Disney'e İlham Veren Şehir: Segovia

Madrid'in kuzeyinde yer alan bu şirin tarihi kente de tıpkı Toledo gibi trenle yarım saatte ulaşabilirsiniz. Toledo trenlerindeki yoğunluğu görünce biz de Segovia biletimizi bir gün önce almaya karar verdik. Madrid'deki üçüncü günümüzde sabah 10.30 treniyle Segovia'ya gitmeye karar verdik. Fiyatlar yine aynı. (Tek gidiş 9,5 EURO, aynı gün gidiş-dönüş ise %20 indirimli.) Herhangi bir yere gitmek için tren biletinizi Atocha İstasyonu'ndan alabilirsiniz, ama treninizin nereden kalkacağına dikkat edin, çünkü Madrid'de dört tane tren istasyonu varmış. Örneğin, bizim trenimiz Chamartin İstasyonu'ndan kalkıyordu. Gerçi Atocha'dan bu istasyonların hepsine ring seferler yapılıyor, ama trenin kalkış zamanında istasyona gelirseniz ringe binmek için de zamanınız olmayabilir! Segovya tren istasyonu da sapsarı bir bozkır alanın ortasında yer alıyor. İner inmez şehre ait hiçbir şey görmüyorsunuz. Panik yapmayın! Hemen önünden kalkan 11 numaralı otobüse kişi başı 0.88 EURO vererek Romalılar döneminden kalma su kemerlerine gidebiliyorsunuz.

Segovia'da görülmesi gereken en önemli yapılardan biri Romalıların burada yaşadıkları dönemlerde (M.S. 1. yüzyılın sonlarında) inşa ettikleri ve büyük ölçüde korunmuş olan su kemeri. Guaddarrama Dağları'ndan başlayan bu su kemerinin uzunluğu 14,965 metre. Toplam 166 kemerden oluşan bu yapı tahmin edilebileceği üzere Segovia'ya su tedarik etmek için yapılmış. Tepesindeki kanallardan akan su şehrin tarihi merkez noktasına yerin altından ulaşarak Alkazar Kalesi'ne kadar gidiyormuş. 1985 yılında ise Unesco'nun Dünya Kültür Mirası Listesi'ne girmiş.














Önceki paragraftan anlayacağınız üzere Segovia'da görülmesi gereken ikinci önemli yer de Alkazar Kalesi. Bu kale Disney World'deki Sinderella Kalesi'ne ilham kaynağı olmuş. 11. yüzyılda VI. Alfonso zamanında Romalılardan kalma kale kalıntılarının üzerine inşa edilmeye başlanan bu muhteşem yapı II. Felipe dönemine (16. yy) kadar yenilenmeye devam etmiş. İçindeki çeşitli salonlar, II. Juan Kulesi, şapeli, cephane avlusu gibi bölümler de bu dönem içinde yapıya eklenmişler. Kalenin içini ve kulesini gezebiliyorsunuz. (Bilet fiyatları 6 EURO)

****

◆ **Yapılacak işler**
1) Segovia yazısının "Segovia'da görülmesi gereken en" kısmından "Mirası Listesi'ne girmiş." kısmına kadar olan bölümünü yeniden yazın. Bu bölümü, "Alkazar Kalesi'ne" yerine "Alcázar Kalesi'ne" koyarak güncelleyin.
2) Segovia yazısını kaldığı yerden sürdürün.

****

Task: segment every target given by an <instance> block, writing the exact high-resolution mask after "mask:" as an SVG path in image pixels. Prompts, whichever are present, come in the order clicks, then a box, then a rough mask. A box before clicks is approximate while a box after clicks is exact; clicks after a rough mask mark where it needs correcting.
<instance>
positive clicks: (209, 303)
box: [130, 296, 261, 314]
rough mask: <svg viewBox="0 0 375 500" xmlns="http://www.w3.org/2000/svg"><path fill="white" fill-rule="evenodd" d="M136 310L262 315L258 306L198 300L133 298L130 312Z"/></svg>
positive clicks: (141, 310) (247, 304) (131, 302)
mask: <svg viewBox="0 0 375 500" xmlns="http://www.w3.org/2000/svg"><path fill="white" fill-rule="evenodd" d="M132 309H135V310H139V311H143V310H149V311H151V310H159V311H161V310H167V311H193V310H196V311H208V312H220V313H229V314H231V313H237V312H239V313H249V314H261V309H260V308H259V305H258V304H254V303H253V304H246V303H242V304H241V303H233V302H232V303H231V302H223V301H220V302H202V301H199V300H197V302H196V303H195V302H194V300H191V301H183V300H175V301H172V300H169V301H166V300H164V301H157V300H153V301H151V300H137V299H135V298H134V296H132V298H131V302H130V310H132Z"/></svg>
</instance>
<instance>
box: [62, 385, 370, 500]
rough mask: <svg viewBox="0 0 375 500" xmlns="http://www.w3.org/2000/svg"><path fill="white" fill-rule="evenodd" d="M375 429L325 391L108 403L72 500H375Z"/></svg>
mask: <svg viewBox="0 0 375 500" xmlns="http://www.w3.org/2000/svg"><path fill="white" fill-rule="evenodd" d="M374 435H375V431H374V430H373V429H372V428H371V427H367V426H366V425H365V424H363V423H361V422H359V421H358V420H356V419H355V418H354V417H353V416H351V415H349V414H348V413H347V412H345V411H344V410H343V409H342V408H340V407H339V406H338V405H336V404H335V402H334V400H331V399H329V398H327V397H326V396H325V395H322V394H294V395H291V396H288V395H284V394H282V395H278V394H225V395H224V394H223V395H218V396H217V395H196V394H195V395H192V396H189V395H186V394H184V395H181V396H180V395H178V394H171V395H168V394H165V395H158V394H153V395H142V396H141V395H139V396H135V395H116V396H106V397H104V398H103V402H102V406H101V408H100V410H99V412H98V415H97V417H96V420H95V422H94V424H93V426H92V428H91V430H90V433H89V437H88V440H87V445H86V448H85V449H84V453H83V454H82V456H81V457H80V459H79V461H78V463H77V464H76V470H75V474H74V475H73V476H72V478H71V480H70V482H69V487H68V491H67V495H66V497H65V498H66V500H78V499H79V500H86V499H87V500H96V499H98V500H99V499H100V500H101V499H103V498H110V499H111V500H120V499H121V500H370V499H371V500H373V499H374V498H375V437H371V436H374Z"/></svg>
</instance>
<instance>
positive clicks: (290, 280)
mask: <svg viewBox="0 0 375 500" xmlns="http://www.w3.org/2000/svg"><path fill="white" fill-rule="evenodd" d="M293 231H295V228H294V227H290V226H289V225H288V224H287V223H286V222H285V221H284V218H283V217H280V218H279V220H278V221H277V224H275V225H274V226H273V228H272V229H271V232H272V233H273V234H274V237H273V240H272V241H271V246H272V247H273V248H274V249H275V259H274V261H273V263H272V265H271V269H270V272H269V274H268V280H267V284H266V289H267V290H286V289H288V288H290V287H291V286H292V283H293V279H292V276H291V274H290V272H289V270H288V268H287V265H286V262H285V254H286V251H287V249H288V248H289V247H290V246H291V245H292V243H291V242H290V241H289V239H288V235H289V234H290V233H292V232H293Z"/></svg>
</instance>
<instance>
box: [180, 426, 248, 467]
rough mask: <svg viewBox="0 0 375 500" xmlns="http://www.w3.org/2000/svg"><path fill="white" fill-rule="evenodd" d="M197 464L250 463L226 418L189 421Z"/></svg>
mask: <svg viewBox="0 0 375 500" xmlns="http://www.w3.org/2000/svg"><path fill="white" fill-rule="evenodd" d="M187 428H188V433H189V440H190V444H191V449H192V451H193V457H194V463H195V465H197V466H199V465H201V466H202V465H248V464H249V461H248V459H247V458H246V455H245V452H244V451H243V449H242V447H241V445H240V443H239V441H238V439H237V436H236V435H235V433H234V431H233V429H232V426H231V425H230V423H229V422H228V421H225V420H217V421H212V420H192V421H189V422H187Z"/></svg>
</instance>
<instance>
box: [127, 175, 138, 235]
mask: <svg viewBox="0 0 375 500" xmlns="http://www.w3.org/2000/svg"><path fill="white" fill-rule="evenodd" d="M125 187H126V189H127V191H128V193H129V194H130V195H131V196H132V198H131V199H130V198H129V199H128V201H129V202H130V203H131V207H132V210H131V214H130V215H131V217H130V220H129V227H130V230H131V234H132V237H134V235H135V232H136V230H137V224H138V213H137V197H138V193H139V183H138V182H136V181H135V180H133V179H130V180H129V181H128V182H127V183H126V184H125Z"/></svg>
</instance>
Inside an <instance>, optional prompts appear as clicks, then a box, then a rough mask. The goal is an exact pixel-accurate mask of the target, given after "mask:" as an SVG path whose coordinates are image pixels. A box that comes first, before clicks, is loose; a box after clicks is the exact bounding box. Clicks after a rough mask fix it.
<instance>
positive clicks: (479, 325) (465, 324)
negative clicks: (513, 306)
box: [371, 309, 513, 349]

****

◆ **Alıştırma yanıtları**
1)
Segovia'da görülmesi gereken en önemli yapılardan biri Romalıların burada yaşadıkları dönemlerde (M.S. 1. yüzyılın sonlarında) inşa ettikleri ve büyük ölçüde korunmuş olan su kemeri. Guaddarrama Dağları'ndan başlayan bu su kemerinin uzunluğu 14,965 metre. Toplam 166 kemerden oluşan bu yapı tahmin edilebileceği üzere Segovia'ya su tedarik etmek için yapılmış. Tepesindeki kanallardan akan su şehrin tarihi merkez noktasına yerin altından ulaşarak Alcázar Kalesi'ne kadar gidiyormuş. 1985 yılında ise Unesco'nun Dünya Kültür Mirası Listesi'ne girmiş.

2)
Kalenin içinden ve dışından çektiğim resimlerde gördüğünüz üzere bu şirin şehrin de bir Plaza Mayor'u ve onun yakınlarına inşa edilmiş büyük bir katedrali var. Daha güzel bir resmi yok mu derseniz, buraya buyrun:














Her zamanki gibi sırada tarih kokan bu şirin şehrin sokakları var:















Segovia da aynı Botin gibi fırında domuz yavrusu veya fırında kuzusu ile meşhur bir yer. Ancak biz önceki gece yarısı Botin'de limitimizi doldurduğumuz için ne yazık ki burayı yemek olarak pas geçiyoruz. Mola vermek için şirin bir tapas barı seçiyor, ardından da şimdiye kadarki en favori dondurmam seçtiğim (İtalya'dakiler dahil) Farggi'den kocaman dondurmalarımızı alıyoruz. Ama aşağıdaki gibi restoran vitrinleri görürseniz sakın şaşırmayın! :)

Segovia'yı da bitirdiğimize göre Madrid programını tamamlamış oluyoruz. Sırada Barselona var. Çok sevdiğimiz Madrid'i ilk andan itibaren unutturan şehir. Ama haksızlık yapmak da istemem. Madrid'i beklediğimden çok daha yaşanılası bir şehir olarak bulduğumu söyleyebilirim. Viyana için de öyle düşünmüştüm. Düzen, saygı, medeniyet... Ama Madrid hem eğlence hayatı hem yeme içmesi hem de Akdenizliliğiyle Viyana'nın önüne geçti. Ama Barselona'nın gerisinde kalmaktan da ne yazık ki kurtulamadı. :)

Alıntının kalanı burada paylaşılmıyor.